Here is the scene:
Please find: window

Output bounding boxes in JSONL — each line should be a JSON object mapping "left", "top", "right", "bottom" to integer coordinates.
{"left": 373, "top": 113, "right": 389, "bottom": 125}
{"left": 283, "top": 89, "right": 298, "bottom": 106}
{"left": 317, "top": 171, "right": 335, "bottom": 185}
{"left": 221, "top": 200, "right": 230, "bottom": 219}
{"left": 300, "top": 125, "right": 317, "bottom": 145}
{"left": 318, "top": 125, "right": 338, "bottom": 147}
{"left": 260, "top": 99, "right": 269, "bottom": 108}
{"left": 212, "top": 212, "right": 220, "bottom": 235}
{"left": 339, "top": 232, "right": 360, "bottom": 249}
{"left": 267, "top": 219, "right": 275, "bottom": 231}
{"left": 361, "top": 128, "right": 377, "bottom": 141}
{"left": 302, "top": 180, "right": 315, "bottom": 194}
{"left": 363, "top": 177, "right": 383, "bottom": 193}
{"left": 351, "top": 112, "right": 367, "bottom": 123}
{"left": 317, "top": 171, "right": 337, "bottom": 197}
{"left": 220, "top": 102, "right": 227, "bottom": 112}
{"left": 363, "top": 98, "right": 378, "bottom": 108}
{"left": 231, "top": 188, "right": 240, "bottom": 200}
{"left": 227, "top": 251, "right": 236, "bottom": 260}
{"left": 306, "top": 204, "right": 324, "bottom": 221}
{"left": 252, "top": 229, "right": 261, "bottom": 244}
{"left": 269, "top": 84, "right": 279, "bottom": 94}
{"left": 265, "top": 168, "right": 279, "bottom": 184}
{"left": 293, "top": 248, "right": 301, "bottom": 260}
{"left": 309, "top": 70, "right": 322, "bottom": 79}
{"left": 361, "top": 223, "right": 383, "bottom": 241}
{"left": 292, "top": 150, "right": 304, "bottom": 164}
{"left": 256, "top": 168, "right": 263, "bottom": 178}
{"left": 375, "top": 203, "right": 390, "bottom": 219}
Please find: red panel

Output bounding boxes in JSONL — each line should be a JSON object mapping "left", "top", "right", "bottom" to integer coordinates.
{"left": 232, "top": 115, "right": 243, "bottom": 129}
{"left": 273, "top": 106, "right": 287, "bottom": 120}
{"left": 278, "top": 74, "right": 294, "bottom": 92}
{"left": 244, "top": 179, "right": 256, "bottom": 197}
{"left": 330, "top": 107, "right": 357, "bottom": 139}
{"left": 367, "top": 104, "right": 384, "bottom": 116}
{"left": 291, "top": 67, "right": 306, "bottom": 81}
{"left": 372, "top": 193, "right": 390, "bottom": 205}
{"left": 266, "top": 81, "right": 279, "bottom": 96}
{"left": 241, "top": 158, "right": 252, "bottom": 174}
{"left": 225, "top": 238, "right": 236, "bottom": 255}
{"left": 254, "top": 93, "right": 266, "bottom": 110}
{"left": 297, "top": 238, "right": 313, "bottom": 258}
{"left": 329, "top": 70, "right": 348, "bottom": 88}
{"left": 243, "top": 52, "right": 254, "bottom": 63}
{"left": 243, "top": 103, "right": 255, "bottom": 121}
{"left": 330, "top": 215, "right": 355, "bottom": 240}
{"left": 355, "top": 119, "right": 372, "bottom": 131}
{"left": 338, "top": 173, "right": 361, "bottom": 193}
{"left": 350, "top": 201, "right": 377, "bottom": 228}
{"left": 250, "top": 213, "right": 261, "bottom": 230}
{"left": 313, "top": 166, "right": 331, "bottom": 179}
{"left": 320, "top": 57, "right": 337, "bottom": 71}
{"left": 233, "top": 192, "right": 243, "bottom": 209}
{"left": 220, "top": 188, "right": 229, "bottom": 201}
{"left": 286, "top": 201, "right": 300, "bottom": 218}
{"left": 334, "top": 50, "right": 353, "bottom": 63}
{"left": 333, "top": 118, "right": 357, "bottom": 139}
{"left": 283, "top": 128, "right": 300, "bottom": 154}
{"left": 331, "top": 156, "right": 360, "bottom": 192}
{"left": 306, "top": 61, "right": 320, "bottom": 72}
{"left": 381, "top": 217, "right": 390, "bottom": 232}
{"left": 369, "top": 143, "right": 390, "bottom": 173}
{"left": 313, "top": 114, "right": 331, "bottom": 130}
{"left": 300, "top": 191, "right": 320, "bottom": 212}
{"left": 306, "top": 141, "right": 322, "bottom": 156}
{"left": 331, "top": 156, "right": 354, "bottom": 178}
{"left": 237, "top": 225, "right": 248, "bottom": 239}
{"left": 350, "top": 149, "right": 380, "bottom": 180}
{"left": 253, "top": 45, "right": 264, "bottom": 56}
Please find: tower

...

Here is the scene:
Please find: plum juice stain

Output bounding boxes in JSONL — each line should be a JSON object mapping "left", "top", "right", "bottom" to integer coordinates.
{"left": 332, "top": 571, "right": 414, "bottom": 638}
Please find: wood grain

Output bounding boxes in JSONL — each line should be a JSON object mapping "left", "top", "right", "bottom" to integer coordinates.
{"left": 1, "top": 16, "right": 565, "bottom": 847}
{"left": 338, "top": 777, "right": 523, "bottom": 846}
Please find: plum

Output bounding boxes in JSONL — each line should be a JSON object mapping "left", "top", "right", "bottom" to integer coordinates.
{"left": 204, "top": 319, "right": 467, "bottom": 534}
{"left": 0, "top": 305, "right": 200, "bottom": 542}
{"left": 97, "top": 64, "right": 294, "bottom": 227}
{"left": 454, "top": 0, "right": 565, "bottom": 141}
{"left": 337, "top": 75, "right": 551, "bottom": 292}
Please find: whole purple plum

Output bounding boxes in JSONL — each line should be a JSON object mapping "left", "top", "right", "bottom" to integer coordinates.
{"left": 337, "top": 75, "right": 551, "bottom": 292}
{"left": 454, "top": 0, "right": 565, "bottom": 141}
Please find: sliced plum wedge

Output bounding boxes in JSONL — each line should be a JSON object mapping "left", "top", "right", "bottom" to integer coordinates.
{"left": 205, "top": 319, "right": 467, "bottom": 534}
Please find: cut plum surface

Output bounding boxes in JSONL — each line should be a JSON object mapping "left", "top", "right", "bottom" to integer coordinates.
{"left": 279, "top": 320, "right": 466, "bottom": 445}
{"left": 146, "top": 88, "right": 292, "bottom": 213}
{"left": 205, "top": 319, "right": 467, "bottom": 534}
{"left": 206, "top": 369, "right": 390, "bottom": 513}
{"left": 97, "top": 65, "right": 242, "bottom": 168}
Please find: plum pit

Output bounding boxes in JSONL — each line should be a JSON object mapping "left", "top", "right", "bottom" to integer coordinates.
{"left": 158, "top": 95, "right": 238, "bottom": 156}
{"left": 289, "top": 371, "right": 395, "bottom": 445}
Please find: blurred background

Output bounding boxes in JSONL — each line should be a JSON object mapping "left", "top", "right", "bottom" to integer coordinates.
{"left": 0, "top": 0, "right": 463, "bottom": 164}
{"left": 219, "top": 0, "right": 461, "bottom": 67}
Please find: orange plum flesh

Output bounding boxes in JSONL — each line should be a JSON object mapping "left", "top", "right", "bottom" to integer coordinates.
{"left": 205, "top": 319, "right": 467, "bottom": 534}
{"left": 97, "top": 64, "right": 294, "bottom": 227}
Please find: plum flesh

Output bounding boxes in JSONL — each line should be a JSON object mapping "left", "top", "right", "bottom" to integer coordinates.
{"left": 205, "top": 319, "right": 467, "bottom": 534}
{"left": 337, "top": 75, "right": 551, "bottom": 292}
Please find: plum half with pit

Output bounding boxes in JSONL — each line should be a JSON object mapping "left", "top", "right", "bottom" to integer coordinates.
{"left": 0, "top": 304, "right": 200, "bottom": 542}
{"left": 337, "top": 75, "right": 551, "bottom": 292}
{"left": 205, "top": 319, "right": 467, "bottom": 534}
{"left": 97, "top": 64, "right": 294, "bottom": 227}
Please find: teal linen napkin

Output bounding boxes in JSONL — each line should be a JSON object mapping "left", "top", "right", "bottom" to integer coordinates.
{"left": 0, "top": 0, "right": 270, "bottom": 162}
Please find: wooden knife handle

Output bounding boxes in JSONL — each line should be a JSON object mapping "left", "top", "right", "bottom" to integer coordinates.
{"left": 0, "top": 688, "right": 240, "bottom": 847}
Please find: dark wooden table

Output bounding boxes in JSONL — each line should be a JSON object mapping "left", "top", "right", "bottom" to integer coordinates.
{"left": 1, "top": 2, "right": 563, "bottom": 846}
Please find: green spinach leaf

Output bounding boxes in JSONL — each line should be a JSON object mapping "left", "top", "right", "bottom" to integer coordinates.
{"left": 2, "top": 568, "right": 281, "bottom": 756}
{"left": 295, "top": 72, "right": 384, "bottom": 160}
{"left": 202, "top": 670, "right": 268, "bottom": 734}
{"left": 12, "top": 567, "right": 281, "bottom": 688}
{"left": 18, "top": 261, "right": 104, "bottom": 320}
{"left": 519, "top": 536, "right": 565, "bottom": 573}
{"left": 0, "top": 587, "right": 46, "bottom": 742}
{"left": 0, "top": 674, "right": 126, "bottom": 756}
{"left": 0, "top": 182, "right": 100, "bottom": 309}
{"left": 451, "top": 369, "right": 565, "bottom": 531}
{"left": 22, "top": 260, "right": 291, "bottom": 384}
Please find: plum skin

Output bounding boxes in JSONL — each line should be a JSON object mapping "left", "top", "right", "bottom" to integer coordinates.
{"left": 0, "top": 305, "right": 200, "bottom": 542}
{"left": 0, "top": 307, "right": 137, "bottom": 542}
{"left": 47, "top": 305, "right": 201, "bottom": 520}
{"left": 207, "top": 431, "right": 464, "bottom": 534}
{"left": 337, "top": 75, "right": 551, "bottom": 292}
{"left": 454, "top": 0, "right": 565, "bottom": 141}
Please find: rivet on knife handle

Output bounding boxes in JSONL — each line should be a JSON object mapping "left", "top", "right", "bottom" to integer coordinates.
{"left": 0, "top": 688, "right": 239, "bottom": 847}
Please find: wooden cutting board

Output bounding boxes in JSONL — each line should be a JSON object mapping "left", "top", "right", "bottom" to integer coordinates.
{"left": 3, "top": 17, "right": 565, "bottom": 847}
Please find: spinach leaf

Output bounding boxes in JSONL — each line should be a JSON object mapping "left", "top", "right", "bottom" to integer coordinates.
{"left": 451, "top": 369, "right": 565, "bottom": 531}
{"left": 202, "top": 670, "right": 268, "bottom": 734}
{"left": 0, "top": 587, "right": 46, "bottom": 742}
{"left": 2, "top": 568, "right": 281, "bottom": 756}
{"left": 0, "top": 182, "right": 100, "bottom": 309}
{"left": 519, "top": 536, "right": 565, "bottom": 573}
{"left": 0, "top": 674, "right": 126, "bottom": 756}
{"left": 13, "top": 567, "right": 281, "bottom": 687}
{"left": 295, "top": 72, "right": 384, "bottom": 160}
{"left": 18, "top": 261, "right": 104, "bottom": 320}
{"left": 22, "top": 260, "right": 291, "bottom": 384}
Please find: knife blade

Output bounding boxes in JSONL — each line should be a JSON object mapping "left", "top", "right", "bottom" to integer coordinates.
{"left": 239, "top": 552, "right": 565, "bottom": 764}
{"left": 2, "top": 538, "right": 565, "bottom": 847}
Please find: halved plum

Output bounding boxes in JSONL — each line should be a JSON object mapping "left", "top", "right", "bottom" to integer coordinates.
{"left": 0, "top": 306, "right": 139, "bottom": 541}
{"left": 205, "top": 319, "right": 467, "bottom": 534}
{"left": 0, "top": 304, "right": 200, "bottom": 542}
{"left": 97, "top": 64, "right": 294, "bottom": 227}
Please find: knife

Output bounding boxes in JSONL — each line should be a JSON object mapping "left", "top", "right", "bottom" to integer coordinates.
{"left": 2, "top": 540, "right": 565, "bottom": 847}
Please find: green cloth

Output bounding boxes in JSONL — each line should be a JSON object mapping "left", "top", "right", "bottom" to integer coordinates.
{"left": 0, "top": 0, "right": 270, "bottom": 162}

▸ **Exercise instructions**
If a line in the entries above contains the word "knife", copy it.

▸ **Reply**
Please find: wooden knife handle
Please find: rivet on knife handle
Please find: knife blade
Please find: knife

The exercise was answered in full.